## Set exercise A
In the RDKit mailing-list thread, what does the recursive SMARTS notation return after it finds a match for the entire pattern?
## Set exercise B
Based on the RDKit mailing-list thread, say yes or no to each statement and quote the words that decide it: (i) Chenyang Shi found Andrew's reply instructional. (ii) The substructure search printed a single atomic position. (iii) The pattern was tested on the SMILES string C=C=O.
## Set exercise C
Continue the RDKit mailing-list thread from the point where it stops.

## Extract provided
⟨
Re: [Rdkit-discuss] SMARTS for =C=, #CH, #C-

2017-11-08 Thread Chenyang Shi
Dear Andy,

Thank you for a quick and thorough email. I find it very instructional,
although I need to read it a couple times more to digest it.

Cheers,
Chenyang

On Wed, Nov 8, 2017 at 2:27 PM, Andrew Dalke 
wrote:

> On Nov 8, 2017, at 21:00, Chenyang Shi  wrote:
> > =C= : [CH0;A;X2;!R](=[$(*)])=[$(*)]
>
> The recursive SMARTS notation, which is the term inside of the [$(...)],
> finds a match for the entire pattern and returns the first atom in that
> pattern.
>
> > For example, if I search "C=C=O" using "[CH0;A;X2;!R](=[$(*)])=[$(*)]",
> > >>> from rdkit import Chem
> > >>> m = Chem.MolFromSmiles('C=C=O')
> > >>> m.GetSubstructMatches(Chem.MolFromSmarts("[CH0;A;X2;!R](=
> [$(*)])=[$(*)]"))
> > ((1, 0, 2),)
> >
> > it prints out atomic positions 1, 0, 2--three positions. But I would
> expect only one position for the Carbon in the middle.
⟩
## Extracted data
⟨
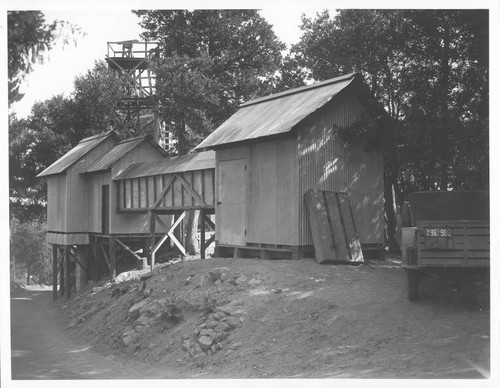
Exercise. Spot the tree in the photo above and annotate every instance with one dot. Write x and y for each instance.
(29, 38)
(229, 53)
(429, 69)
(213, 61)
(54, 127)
⟩
⟨
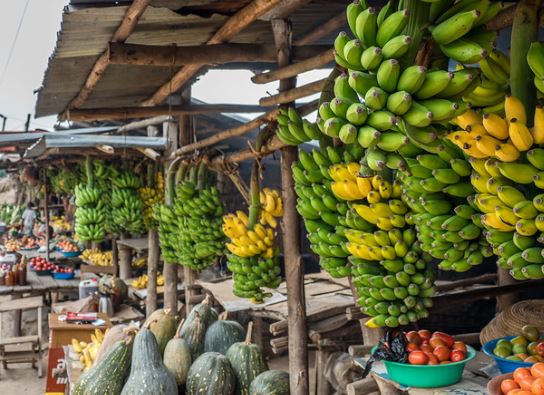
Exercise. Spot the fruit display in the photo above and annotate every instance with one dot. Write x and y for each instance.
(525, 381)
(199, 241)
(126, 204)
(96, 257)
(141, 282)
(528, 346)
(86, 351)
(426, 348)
⟩
## Final result A
It returns the first atom in that pattern.

## Final result B
(i) Yes: "I find it very instructional"
(ii) No: "it prints out atomic positions 1, 0, 2--three positions"
(iii) Yes: "m = Chem.MolFromSmiles('C=C=O')"

## Final result C
>
> The $(*) finds the pattern, which is a "*" and in this case the terminal
> carbons, and returns it. The substructure search returns 3 positions
> because the first is [CH0;A;X2;!R], the second is the first atom of "*",
> and the third is the first atom of the other "*".
>
> If you only want the first atom the entire pattern, then put the entire
> pattern in a recursive SMARTS, as in:
>
>   [$([CH0;A;X2;!R](=*)=*)]
>
> >>> pat = Chem.MolFromSmarts("[$([CH0;A;X2;!R](=*)=*)]")
> >>> mol = Chem.MolFromSmiles('C=C=O')
> >>> mol.GetSubstructMatches(pat)
> ((1,),)
>
> > Similarly, if I search "C#C" using "[CH1;A;X2;!R]#[$(*)]",
> > >>> from rdkit import Chem
> > >>> m = Chem.MolFromSmiles('C#C')
> > >>> m.GetSubstructMatches(Chem.MolFromSmarts("[CH1;A;X2;!R]#[$(*)]"))
> > ((0, 1),)
> > I would expect two separate positions such as (0,), (1,), indicating
> there are two carbon triple bonds (with an hydrogen).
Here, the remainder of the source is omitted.